# Directive
How many lines in the listing contain the string "jacket", matching case exactly? Reply with the number alone.

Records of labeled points
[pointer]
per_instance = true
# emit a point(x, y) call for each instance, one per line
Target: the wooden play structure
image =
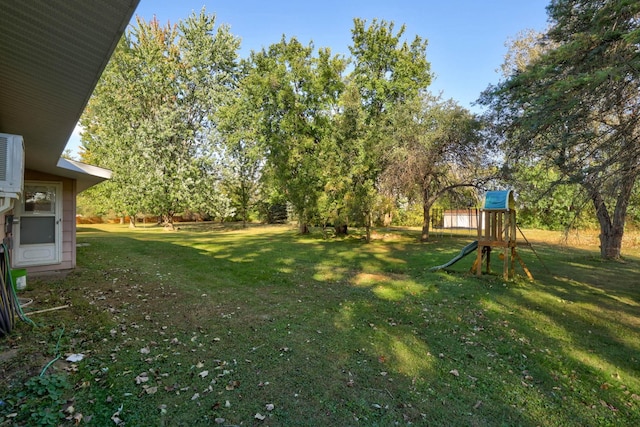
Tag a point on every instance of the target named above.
point(497, 231)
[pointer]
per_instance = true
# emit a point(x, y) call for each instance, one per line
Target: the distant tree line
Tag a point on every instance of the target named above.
point(186, 125)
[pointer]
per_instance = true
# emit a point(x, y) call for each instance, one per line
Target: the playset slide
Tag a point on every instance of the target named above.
point(471, 247)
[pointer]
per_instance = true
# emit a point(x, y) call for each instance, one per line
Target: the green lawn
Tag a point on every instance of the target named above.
point(265, 327)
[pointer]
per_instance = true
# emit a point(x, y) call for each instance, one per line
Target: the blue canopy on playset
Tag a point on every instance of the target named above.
point(498, 200)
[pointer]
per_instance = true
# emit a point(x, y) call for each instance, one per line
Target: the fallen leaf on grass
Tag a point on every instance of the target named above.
point(150, 390)
point(232, 385)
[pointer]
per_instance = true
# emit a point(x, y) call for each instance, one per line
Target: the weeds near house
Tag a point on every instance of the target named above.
point(265, 327)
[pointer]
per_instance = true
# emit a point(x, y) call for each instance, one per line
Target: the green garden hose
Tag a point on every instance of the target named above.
point(9, 302)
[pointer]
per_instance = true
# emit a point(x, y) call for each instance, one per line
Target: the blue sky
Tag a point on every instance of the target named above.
point(466, 38)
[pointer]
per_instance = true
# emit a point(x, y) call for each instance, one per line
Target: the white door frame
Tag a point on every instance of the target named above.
point(44, 247)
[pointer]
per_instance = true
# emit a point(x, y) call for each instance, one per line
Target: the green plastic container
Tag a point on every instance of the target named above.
point(19, 276)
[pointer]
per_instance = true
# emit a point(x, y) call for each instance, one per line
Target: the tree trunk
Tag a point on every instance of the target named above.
point(426, 220)
point(612, 229)
point(426, 215)
point(341, 230)
point(167, 220)
point(367, 221)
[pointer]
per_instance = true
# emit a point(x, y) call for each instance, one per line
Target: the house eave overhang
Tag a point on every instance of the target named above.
point(52, 54)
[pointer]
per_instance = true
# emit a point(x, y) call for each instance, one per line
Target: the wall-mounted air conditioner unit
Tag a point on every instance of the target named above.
point(11, 165)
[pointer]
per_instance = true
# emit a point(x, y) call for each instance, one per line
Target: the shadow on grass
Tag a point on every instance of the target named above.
point(346, 333)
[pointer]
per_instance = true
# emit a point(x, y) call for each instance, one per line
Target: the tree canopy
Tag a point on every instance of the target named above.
point(575, 107)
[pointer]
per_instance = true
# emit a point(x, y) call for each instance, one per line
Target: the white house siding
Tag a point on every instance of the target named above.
point(68, 222)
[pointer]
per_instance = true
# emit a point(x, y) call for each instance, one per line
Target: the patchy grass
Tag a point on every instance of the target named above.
point(265, 327)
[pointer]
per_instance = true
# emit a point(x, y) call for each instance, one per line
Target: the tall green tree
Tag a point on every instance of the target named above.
point(439, 149)
point(150, 118)
point(293, 90)
point(576, 107)
point(387, 72)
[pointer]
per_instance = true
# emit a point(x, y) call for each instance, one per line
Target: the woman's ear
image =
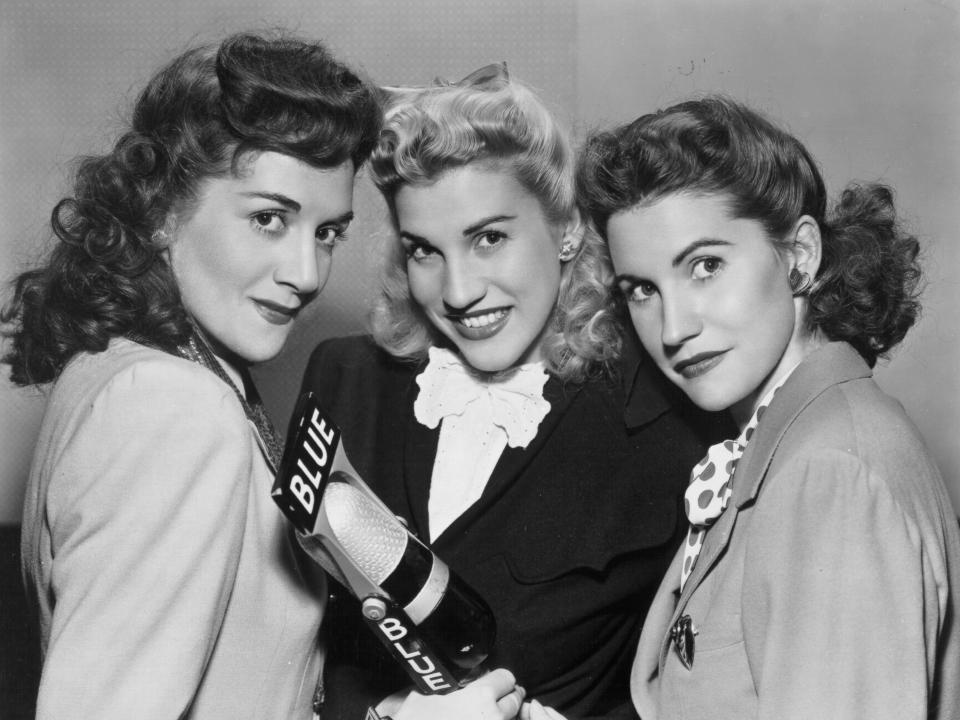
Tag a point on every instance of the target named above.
point(572, 238)
point(805, 248)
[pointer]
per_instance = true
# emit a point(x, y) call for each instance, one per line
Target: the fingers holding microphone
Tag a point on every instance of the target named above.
point(534, 710)
point(494, 696)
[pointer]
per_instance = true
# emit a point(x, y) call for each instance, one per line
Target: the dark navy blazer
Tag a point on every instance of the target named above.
point(567, 544)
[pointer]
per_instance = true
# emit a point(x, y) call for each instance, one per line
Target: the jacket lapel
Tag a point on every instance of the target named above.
point(419, 453)
point(832, 364)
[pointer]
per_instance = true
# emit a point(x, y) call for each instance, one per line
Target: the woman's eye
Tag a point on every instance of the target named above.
point(418, 252)
point(707, 267)
point(638, 292)
point(490, 239)
point(330, 236)
point(268, 222)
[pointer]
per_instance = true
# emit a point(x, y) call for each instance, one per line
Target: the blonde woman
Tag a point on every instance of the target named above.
point(493, 411)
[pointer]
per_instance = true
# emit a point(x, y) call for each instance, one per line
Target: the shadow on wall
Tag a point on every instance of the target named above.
point(19, 641)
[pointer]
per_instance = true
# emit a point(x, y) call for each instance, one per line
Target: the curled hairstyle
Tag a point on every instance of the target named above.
point(198, 117)
point(866, 289)
point(502, 125)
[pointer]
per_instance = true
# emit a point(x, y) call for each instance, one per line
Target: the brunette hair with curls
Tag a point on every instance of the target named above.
point(197, 118)
point(866, 290)
point(502, 125)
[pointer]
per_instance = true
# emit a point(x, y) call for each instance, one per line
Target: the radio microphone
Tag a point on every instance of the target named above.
point(430, 620)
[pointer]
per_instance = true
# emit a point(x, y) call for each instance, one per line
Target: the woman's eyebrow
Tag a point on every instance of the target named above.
point(696, 245)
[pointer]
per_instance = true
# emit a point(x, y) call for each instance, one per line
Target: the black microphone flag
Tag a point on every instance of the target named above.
point(429, 620)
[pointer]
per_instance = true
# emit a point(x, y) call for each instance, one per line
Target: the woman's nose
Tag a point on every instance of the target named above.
point(303, 265)
point(463, 284)
point(679, 322)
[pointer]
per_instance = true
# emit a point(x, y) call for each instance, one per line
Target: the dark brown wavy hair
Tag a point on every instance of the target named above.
point(198, 117)
point(867, 288)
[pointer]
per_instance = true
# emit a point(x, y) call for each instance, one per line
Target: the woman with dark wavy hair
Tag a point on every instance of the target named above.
point(495, 411)
point(821, 571)
point(164, 578)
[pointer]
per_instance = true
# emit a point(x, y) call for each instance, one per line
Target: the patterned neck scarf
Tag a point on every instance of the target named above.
point(711, 484)
point(198, 350)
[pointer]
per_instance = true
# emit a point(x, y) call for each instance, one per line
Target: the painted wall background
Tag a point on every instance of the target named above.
point(874, 92)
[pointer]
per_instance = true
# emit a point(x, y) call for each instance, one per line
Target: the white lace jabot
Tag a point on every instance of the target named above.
point(479, 418)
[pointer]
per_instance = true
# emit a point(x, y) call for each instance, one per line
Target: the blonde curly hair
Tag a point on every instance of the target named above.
point(503, 125)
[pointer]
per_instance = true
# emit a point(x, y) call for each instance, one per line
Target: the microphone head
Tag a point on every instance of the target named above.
point(374, 539)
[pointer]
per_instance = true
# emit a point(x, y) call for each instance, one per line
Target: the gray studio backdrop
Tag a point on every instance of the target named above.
point(872, 88)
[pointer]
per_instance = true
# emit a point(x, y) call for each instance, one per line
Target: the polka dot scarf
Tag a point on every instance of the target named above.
point(711, 484)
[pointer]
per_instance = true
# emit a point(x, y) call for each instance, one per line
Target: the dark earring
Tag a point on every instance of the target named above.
point(800, 282)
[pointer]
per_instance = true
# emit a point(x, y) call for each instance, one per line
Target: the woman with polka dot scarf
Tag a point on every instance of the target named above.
point(822, 565)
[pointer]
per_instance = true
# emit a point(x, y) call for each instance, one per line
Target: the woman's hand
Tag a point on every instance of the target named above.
point(494, 696)
point(533, 710)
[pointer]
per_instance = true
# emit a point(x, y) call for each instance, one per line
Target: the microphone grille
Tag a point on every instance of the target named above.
point(372, 538)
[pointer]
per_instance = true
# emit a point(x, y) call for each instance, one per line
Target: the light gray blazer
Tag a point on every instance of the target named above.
point(164, 575)
point(830, 587)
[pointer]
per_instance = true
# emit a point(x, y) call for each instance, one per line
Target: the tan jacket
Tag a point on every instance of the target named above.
point(830, 587)
point(165, 580)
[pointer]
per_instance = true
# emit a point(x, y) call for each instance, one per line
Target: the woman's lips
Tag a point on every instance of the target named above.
point(699, 364)
point(480, 325)
point(275, 313)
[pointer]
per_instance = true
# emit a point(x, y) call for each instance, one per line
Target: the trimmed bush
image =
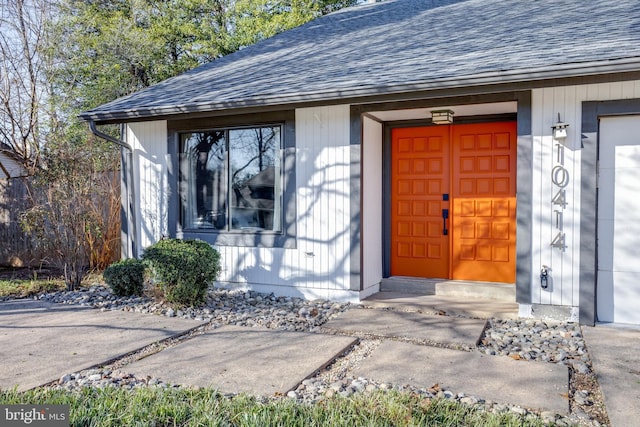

# Exercise solution
2